===== EXTRACTED INFORMATION =====

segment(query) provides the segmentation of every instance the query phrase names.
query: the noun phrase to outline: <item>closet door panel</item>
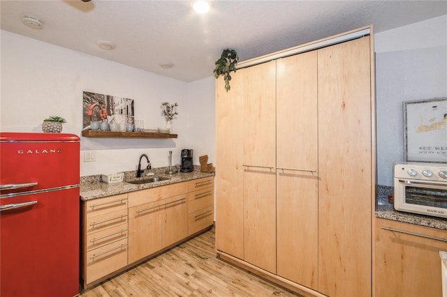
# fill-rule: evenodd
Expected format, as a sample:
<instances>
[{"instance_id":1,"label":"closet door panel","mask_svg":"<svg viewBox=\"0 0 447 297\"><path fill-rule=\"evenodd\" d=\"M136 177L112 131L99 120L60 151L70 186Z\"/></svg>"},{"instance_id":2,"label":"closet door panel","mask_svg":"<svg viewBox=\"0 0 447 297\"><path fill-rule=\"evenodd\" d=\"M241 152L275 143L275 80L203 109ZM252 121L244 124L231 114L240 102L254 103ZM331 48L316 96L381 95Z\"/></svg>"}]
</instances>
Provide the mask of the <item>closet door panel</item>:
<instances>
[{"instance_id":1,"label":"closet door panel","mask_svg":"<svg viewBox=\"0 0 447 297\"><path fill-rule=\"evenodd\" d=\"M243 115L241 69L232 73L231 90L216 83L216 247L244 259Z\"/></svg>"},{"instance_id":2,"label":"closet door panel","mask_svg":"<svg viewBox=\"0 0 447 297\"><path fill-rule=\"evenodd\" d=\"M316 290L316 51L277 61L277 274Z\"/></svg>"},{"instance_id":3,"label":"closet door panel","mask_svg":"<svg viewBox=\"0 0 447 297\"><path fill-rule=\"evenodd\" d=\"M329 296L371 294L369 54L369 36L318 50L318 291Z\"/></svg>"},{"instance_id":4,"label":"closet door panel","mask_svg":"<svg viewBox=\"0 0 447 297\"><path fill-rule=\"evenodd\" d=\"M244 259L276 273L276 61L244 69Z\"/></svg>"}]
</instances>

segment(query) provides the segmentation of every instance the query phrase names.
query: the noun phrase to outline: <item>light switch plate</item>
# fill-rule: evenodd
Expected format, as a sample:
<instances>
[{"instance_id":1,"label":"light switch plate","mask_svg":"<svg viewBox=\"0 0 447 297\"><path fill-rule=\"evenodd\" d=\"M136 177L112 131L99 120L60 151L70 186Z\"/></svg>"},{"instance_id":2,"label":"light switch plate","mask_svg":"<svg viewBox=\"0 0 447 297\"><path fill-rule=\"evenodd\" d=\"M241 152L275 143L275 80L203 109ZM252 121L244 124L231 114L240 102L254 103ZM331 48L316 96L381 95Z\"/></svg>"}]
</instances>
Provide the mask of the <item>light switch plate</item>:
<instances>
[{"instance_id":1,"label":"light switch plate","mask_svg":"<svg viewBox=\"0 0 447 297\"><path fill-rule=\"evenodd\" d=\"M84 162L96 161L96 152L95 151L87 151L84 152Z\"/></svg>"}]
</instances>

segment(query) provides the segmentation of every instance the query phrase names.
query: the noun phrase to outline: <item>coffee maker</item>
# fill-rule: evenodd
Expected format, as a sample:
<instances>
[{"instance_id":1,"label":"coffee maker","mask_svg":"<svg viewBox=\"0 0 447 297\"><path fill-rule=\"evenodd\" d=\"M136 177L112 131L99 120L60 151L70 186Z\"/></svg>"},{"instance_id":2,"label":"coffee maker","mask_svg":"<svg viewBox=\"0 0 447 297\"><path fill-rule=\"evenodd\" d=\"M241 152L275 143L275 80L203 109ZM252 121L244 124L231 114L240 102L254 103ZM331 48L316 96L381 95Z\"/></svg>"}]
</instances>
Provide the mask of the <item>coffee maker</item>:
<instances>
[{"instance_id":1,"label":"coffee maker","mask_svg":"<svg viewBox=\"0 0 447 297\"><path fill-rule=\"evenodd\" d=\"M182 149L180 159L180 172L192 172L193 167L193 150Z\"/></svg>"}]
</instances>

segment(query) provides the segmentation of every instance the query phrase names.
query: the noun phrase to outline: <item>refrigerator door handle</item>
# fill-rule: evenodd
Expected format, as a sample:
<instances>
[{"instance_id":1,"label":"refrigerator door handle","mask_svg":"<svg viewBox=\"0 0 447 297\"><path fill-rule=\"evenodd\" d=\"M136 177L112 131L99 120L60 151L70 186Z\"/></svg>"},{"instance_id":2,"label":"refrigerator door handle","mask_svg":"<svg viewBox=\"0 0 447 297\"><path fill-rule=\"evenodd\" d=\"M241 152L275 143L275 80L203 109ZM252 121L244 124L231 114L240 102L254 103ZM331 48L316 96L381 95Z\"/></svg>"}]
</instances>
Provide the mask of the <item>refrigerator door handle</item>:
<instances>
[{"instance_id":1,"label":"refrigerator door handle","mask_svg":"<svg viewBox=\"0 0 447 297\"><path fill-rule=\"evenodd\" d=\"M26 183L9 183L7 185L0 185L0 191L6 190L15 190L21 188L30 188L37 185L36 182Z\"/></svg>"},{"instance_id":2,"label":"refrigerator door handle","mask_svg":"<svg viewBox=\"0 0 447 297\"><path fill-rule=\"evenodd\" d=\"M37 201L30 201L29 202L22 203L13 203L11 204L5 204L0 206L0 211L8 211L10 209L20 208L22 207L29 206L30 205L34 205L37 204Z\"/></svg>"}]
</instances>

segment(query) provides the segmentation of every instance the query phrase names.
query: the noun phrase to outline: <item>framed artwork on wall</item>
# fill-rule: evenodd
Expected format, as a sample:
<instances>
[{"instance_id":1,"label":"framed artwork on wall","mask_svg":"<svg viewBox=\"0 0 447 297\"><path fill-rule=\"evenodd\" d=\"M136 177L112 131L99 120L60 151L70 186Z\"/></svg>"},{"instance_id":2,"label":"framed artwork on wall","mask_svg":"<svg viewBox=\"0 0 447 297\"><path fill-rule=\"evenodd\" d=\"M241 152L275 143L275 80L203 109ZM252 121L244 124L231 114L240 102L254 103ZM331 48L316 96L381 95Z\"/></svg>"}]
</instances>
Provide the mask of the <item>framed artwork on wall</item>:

=====

(TASK INSTRUCTIONS) Extract every line of the items above that contains the string "framed", matching case exactly.

(EXERCISE SOLUTION)
query: the noun phrase to outline: <item>framed artwork on wall</item>
[{"instance_id":1,"label":"framed artwork on wall","mask_svg":"<svg viewBox=\"0 0 447 297\"><path fill-rule=\"evenodd\" d=\"M136 177L112 131L99 120L60 151L70 186Z\"/></svg>"},{"instance_id":2,"label":"framed artwork on wall","mask_svg":"<svg viewBox=\"0 0 447 297\"><path fill-rule=\"evenodd\" d=\"M241 152L275 143L275 80L203 109ZM252 121L244 124L231 114L240 102L254 103ZM331 48L316 96L381 95Z\"/></svg>"}]
Provide the mask of the <item>framed artwork on wall</item>:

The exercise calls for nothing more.